== Segment start ==

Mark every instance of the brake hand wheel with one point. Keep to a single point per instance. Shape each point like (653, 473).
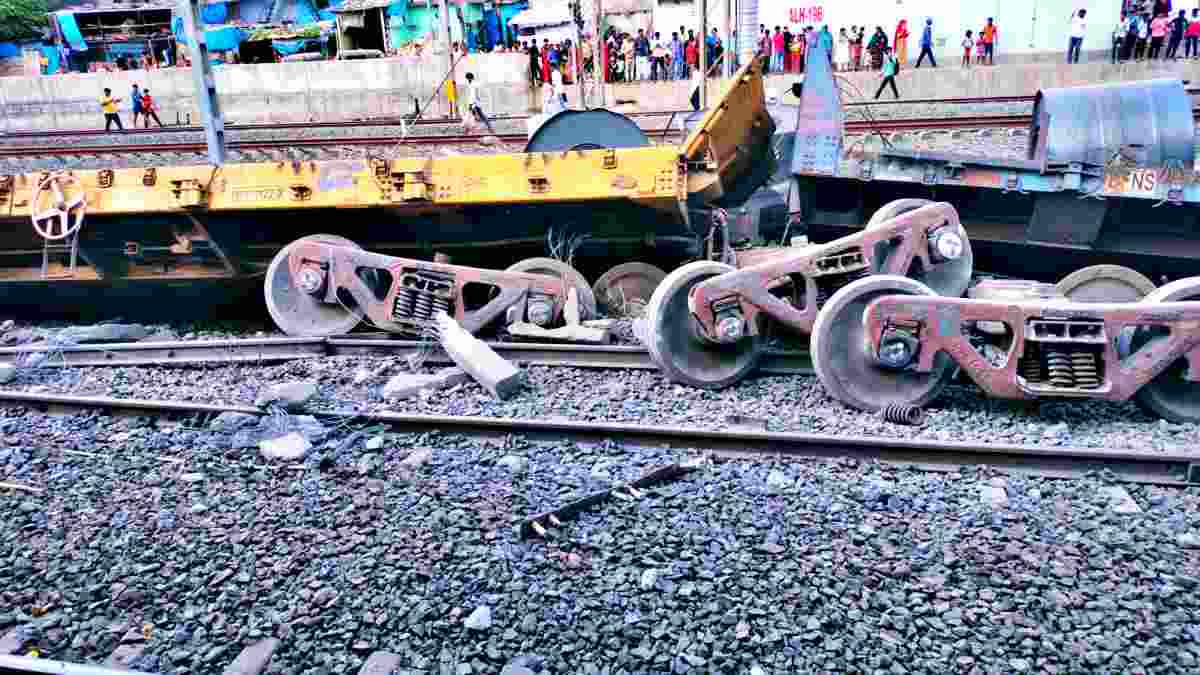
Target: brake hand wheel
(55, 221)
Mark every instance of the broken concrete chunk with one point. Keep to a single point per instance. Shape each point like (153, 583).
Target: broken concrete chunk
(1120, 500)
(232, 420)
(420, 457)
(408, 384)
(291, 447)
(291, 395)
(492, 371)
(105, 333)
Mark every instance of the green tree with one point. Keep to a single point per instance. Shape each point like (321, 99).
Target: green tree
(22, 19)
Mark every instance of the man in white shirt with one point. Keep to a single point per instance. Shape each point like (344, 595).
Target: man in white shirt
(1078, 31)
(472, 97)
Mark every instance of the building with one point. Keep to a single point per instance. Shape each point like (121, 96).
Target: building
(1029, 29)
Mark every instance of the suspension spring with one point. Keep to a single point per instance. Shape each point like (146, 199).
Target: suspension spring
(1030, 366)
(424, 306)
(899, 413)
(829, 285)
(1086, 370)
(405, 303)
(1062, 374)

== Segment end ==

Work required :: Omit each picture, then return all of the listing exactly as it stands.

Task answer ::
Mark every instance of the brake hand wheel with one point. Keep to a single point per instance. Shape each point like (653, 473).
Target: brake hand wheel
(55, 221)
Mark every instance of the broken concrete chunk with one point. Keep to a single point per instance. Shape each point like (153, 583).
Target: broken concrete chunk
(1120, 500)
(232, 420)
(420, 457)
(408, 384)
(291, 447)
(291, 395)
(492, 371)
(105, 333)
Mark every instance of the green tree with one point. Keep to a single point per instance. Shape each point like (321, 99).
Target: green tree
(22, 19)
Mark every instance of the man in white shirt with one point. Keep to a single point per instance. Shape each point like (344, 595).
Target: man in white shirt
(1078, 31)
(472, 97)
Mark every instance of the building with one point. Keep to a single point per instance. Shape each point like (121, 96).
Target: building
(1029, 29)
Mark every instance of the suspension spring with one point. Keep to a single point per instance. Shape each point like (146, 199).
Target: suspension spring
(1030, 366)
(424, 306)
(899, 413)
(829, 285)
(1086, 370)
(405, 303)
(1062, 374)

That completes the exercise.